Dr David Evans AM was a commercialisation innovator and achiever during his time as Managing Director of UniQuest from 1994-2000 and, the entire management and staff of UniQuest express their sincere sympathy to David’s family. David passed away on 19 September 2014.

Dr Evans contributions to UniQuest are significant and were instrumental on setting the company on a trajectory that has endowed it with an enviable track record of research commercialisation success in Australia and worldwide. His contributions to UniQuest will not be forgotten.

Under his leadership at UniQuest, the main commercialisation company for The University of Queensland, Dr Evans pioneered the successful ‘hub and spoke’ model. The UniQuest head office acted as a hub providing comprehensive commercialisation support services to its managers of innovation and commercial development on the spokes embedded in the University’s faculties and, in time, new institutes. The embedded feature of the model continues to this day and helps to maximise impact of innovation management and commercialisation for UQ.

Today, The University of Queensland is well known for its track record of innovation management and commercialisation outcomes including Gardasil, the UQ cervical cancer vaccine marketed by CSL and Merck, and the image correction technology used in magnetic resonance imaging machines sold by Siemens and GE Healthcare.

Dr Evans was the lead negotiator in the Gardasil deal – Australia’s first blockbuster vaccine – and the licenses to both Siemens and GE Healthcare. Both technologies continue to make profound global impact predicated on the deals.

The UQ cervical cancer vaccine called Gardasil has also been approved in 120 other countries and, as of April 2014, more than 170 million doses had been distributed worldwide.

The UQ image correction technology is in about two thirds of all clinical MRI systems installed since 1997, benefiting over 8 billion patients worldwide.

[STORED DATA]:
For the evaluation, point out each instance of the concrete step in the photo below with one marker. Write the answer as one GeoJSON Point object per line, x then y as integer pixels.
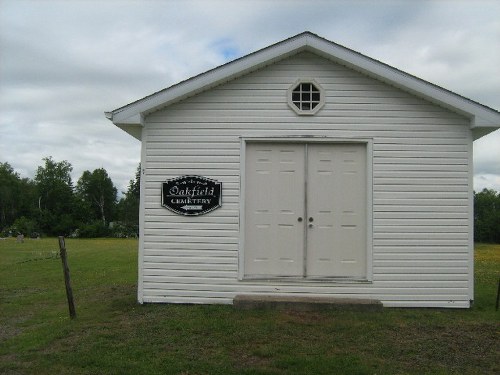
{"type": "Point", "coordinates": [304, 303]}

[WHAT IS NEEDED]: Extend the tribute to Dr David Evans beyond its last sentence. The lines above are separate material, unrelated to the tribute.

[TASK ANSWER]:
Dr Evans was also a driving force in the concept and implementation of what became Uniseed, Australia’s first university-based venture capital fund. Uniseed was jointly founded by UQ and the University of Melbourne (with an initial market capitalisation of $20 million), and Dr Evans left UniQuest to be the Chief Executive Officer of Uniseed from 2000-2003.

In 2014, Dr David Evans AM was named in the Australia Day Honours list as a Member in the General Division of the Order of Australia.

Dr Evans attracted and inspired many of the commercialisation professionals now leading Australia’s efforts to promote our innovation resources globally, including tech transfer specialists, venture capitalists, intellectual property advisors and researchers.

Prior to Dr Evans’s involvement with research commercialisation at UQ, he was involved with technology and knowledge transfer at the University of New England. He was also known for participating in and contributing to “the mother of all demonstrations” when Doug Engelbart showcased the computer mouse and the “dawn of interactive computing” in 1968.

David held a BE from the University of New South Wales and MS (Engineering – Economic Planning), AM (Economics) and PhD (Engineering) degrees from Stanford University.